• Source extract:
The Association of Minority Nephrologists and the National Minority Quality Forum have released a report detailing changes that are currently under consideration from the current U.S. Congress. Lawmakers are discussing altering the current way that Medicare pays for patient care under the End Stage Renal Disease (ESRD) program.
Under the status quo program Medicare pays 80 percent of medical costs for an estimated 485,000 ESRD patients. The total payout from Medicare for dialysis, transplants, patient care on both an inpatient and outpatient basis for the ESRD patients is estimated to be around $20 billion. Presently, Medicare reimburses dialysis units at a 'composite rate' that they government sets to cover cost of related supplies and equipment. These facilities then receive a separate payment from Medicare to cover the costs of injectable drugs and diagnostic tests.
Congress is considering action to have these two payments grouped together in a new government specified 'bundled rate' for ESRD program participants. The current congress is not the first to consider such a program, starting in the 1990's previous legislatures had researched this cost saving option. However, the research showed that bundling the costs had the possibility of keeping beneficiaries from getting needed medical therapies.
Nevertheless, in 2003 the current congress, moved cautiously forward with a plan entitled the Medicare Prescription Drug, Improvement, and Modernization Act of 2003. This act required that they Centers for Medicare and Medicaid Services (CMS) complete a demonstration on the bundling issue by the year 2006. The CMS has not yet completed this assignment, which is why the current 2007 congress is moving forward, impatient on waiting for the demonstration to be completed. The proposed bundling changes to the ESRD program have already received approval from the House and have been forwarded on to the Senate for debate.

• Work order A: Does each of these statements agree with the text on Medicare's ESRD payments? Answer yes or no for each, quoting the deciding words of the text. (i) Medicare covers 80 percent of medical costs for roughly 485,000 ESRD patients. (ii) The CMS finished its bundling demonstration by 2006. (iii) The Senate has already approved the proposed bundling changes.
• Work order B: According to the text on Medicare's ESRD payments, which 2003 law required the CMS to complete a demonstration on bundling?

• Provided material:
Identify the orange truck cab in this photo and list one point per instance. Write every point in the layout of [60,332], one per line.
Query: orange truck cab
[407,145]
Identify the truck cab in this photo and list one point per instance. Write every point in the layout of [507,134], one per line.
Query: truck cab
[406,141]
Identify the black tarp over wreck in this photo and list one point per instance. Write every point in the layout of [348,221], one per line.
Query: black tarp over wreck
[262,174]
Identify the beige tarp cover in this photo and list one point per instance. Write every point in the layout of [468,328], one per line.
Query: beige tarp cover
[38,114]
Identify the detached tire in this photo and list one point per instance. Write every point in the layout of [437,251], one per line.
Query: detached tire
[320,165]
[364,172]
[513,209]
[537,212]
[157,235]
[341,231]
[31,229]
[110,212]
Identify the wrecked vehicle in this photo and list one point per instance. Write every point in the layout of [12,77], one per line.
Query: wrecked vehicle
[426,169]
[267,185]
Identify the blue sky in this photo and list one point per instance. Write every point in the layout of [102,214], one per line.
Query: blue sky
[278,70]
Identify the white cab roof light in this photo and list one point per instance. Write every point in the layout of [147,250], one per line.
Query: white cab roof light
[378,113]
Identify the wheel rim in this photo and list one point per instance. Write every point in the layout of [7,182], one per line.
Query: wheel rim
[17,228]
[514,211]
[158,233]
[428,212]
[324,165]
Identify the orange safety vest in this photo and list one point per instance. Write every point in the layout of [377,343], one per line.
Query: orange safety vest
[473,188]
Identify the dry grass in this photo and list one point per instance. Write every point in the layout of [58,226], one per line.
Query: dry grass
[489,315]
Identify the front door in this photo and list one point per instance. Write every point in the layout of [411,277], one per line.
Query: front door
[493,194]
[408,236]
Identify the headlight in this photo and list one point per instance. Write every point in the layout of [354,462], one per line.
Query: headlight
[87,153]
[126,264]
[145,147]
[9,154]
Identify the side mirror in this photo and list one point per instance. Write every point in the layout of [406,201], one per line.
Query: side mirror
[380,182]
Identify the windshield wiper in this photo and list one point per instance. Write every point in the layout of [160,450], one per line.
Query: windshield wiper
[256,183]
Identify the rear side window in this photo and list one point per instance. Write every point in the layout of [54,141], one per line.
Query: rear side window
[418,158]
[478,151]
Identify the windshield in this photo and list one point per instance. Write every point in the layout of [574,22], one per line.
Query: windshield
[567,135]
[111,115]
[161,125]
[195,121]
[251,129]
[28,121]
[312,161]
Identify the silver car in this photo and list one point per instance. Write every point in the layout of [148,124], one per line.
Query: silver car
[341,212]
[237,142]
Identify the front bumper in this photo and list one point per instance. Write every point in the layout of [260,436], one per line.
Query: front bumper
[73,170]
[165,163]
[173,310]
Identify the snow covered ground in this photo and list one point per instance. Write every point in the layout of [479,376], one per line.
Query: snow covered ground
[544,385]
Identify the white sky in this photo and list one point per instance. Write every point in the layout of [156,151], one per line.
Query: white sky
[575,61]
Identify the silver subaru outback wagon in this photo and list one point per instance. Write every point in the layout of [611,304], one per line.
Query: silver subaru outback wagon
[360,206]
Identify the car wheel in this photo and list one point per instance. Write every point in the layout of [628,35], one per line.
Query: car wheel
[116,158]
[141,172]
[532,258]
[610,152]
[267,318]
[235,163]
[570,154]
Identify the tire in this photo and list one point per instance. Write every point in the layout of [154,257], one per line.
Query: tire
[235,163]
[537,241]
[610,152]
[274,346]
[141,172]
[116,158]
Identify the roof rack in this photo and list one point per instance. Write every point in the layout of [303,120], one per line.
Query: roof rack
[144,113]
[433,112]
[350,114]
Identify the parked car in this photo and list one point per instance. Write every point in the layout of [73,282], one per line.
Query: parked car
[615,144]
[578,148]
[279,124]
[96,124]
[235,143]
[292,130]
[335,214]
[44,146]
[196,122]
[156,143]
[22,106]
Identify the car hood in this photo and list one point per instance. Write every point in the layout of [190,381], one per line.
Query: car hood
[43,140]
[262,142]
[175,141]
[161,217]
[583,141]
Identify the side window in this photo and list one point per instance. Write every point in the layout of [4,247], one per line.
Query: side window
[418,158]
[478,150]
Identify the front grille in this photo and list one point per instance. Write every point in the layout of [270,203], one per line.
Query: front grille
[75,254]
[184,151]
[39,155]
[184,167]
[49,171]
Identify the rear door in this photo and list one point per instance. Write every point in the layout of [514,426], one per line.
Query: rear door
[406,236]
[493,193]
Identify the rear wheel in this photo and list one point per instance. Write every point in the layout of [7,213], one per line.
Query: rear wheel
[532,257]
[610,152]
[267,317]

• Task solution A:
(i) Yes: "Medicare pays 80 percent of medical costs for an estimated 485,000 ESRD patients"
(ii) No: "The CMS has not yet completed this assignment"
(iii) No: "have already received approval from the House and have been forwarded on to the Senate for debate"

• Task solution B: The Medicare Prescription Drug, Improvement, and Modernization Act of 2003.